### STUDY TEXT:
>>>

Boondock Ramblings

Commenting on one of the chapters of A New Beginning that I shared last week, a blog reader told me she likes to read my stories (and serial stories on other blogs like it) to escape from all the negativity in the world today. I told her that was the very reason I was sharing my book in progress on my blog. Not only do I use the story to escape from the negativity of the world, but I want to give others something a little lighter to focus on too.

Last year I deleted my Facebook. Four months later, I added it back to manage my blog page, which I had been managing from a “ghost account.” Here I am again, around the same time I deleted it last year, and I’m ready to delete it again. I won’t delete it again, however, because it is the only way my son currently communicates with one of his friends since I have a Messenger Kids account for him.

Since I don’t want to cut off their main way of communicating at this time (we live 40 minutes away from his friend so we don’t see him every day and this lets them video chat), I’ve instead set up blocks on my computer to remove the temptation of wasting my life away by scrolling on an inane site that often makes life worse, not better.

And yes, I do have that little willpower that I have to set up blocks to keep me off social media, or at least off Facebook. I don’t actually visit other social media sites. I loathe Twitter even more than I loathe Facebook and Pinterest is completely useless and stupid to me. I infrequently use Instagram. I used to use it two or three times a day but haven’t done that since sometime in the fall, I think it was. I finally got sick of caring about whether people cared about what I cared about.

As for Facebook, I get addicted to that not by being on it hours at a time, but by checking it briefly several times a day when I am avoiding doing other things – like packing to move and facing all the emotions with that and facing the reasons for my continuing lack of friendships. When you have spent the majority of your downtime for almost a decade logging into a stupid social media site to do something other than what you should be doing, it can be a hard habit to break.

It’s pretty much a built-in reflex now to wake up and type “Facebook” into my computer each day, which is sad and pathetic. I don’t know what I’m looking for on there anyhow. I never feel better after logging off Facebook. I almost always feel worse and even lonelier than before.

(Incidentally, I don’t click the app on my phone because I haven’t had the Facebook app installed on my phone in two, maybe even three, years.)

Instead of distracting me from loneliness, like I always think it will, being on Facebook fuels my sadness over my lack of friendships because I can see all of those former friends on Facebook, living life and laughing with each other and not caring at all whether I live or die. Yet, each day I believe the lie social media creators like Mark Zuckerberg have drilled into our heads — if you’re not on social media, you’re missing out. In reality, sadly, I am missing out on social media and off it, but maybe someday I will be in the inner circle once again. Like when I’m in my 70s and sitting in a sewing circle.

<<<

### DATA:
>>>

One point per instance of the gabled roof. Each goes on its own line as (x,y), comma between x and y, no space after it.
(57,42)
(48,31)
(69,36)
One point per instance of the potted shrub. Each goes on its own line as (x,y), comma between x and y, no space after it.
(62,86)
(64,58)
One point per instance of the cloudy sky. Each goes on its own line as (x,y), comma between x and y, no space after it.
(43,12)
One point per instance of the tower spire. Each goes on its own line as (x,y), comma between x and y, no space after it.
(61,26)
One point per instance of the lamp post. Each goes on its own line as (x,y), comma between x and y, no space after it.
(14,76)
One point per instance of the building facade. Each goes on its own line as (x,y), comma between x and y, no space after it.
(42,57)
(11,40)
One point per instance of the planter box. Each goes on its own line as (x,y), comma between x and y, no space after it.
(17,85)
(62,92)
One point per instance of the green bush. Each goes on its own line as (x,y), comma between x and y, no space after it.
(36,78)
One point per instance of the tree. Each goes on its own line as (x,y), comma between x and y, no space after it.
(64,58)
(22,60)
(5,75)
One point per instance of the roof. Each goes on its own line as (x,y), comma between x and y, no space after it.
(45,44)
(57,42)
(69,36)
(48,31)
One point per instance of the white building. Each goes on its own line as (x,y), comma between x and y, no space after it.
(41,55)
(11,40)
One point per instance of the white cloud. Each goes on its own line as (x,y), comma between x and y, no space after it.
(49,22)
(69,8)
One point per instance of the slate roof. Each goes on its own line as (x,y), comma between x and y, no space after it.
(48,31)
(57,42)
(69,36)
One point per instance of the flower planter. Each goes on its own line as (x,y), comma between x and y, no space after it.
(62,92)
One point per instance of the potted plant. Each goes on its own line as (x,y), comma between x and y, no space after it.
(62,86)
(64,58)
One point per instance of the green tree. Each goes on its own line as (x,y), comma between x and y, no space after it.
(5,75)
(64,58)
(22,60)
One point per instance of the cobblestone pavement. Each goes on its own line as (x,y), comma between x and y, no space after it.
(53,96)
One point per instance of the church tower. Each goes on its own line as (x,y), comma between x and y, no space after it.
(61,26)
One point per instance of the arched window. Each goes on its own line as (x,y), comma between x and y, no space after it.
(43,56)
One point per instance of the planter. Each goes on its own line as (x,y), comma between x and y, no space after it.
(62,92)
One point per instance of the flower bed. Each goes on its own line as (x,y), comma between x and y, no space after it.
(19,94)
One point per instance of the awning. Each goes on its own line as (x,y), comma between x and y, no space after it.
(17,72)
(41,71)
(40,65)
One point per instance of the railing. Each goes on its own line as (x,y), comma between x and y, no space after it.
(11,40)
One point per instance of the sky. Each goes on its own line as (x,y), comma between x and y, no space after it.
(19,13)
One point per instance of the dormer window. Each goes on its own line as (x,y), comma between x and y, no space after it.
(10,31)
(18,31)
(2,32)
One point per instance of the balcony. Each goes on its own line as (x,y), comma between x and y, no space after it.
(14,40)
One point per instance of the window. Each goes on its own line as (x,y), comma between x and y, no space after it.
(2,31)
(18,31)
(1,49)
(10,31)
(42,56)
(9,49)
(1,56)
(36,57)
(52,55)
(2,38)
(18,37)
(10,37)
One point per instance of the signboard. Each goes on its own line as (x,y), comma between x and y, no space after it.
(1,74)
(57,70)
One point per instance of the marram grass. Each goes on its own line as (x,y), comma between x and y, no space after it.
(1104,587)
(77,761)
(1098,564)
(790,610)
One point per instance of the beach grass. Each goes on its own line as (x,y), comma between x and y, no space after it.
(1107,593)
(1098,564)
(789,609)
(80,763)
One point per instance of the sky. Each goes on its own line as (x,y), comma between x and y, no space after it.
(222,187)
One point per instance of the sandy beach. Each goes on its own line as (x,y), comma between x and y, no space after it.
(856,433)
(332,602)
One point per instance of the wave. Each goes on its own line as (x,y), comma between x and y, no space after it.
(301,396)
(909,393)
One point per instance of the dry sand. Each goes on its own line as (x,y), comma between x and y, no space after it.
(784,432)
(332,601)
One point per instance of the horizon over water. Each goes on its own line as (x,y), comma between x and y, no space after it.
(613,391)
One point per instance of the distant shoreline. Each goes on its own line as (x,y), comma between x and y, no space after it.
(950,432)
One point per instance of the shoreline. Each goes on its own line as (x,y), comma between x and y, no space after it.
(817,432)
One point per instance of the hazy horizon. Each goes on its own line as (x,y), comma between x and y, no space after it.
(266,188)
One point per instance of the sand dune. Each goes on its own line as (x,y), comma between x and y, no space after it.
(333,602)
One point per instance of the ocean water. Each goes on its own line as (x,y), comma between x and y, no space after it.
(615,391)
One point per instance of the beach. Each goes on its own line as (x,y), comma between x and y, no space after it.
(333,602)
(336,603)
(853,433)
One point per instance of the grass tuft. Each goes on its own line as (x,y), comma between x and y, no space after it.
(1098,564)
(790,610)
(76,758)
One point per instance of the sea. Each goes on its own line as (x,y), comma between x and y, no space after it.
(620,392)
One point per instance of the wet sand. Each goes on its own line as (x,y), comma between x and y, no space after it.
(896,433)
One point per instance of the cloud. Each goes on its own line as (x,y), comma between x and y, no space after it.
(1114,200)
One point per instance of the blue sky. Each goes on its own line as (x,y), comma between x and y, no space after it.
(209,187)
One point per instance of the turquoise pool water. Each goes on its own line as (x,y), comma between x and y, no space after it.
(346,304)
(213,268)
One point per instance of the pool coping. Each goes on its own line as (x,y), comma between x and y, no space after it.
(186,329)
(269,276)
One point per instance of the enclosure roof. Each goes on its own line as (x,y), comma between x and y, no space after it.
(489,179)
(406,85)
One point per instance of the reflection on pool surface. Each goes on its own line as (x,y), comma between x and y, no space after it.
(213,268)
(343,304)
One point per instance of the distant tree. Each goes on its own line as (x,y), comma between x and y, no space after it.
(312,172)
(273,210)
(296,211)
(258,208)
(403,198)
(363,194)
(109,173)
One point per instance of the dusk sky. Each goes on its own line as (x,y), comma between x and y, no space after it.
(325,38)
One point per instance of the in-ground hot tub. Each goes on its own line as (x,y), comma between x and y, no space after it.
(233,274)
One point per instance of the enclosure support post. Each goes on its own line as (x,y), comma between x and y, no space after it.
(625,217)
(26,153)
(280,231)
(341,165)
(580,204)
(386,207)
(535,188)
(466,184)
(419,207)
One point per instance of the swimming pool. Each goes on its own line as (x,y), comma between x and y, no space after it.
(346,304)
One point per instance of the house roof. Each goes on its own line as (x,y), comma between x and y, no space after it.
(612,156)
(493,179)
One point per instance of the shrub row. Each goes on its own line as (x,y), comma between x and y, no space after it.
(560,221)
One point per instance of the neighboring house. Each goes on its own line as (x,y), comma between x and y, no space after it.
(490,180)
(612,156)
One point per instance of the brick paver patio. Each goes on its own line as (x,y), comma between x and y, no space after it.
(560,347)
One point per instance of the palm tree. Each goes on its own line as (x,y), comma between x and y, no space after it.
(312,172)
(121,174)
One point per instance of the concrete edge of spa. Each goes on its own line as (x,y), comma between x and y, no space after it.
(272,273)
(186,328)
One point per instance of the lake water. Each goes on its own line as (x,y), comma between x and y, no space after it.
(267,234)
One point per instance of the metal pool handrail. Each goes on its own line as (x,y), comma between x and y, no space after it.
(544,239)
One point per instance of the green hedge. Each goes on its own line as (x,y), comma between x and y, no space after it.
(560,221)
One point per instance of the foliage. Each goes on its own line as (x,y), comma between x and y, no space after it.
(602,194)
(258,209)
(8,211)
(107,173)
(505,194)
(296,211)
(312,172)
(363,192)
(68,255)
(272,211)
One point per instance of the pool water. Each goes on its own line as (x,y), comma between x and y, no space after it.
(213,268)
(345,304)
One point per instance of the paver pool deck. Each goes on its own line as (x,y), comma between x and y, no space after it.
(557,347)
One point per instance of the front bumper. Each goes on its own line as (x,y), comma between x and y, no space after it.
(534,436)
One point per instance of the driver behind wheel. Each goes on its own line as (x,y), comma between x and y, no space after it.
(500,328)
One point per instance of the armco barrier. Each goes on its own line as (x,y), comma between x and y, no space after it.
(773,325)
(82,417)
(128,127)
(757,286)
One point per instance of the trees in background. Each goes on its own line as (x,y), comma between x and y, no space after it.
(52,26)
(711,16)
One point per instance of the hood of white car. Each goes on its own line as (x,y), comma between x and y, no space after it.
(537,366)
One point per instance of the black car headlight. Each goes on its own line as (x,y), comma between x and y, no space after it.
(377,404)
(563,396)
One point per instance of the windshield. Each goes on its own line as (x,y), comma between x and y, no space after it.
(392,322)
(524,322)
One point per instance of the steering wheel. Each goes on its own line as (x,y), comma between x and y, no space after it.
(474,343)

<<<

### TASKS TO CARRY OUT:
1. In the blog post's paragraph beginning "And yes, I do have that little willpower," which social media sites are named?
2. According to the blog post, how far away does the son's friend live?
The listing comes from a separate source and is unrelated to the blog post.

### EXERCISE SOLUTIONS:
1. Facebook, Twitter, Pinterest, Instagram

2. 40 minutes away.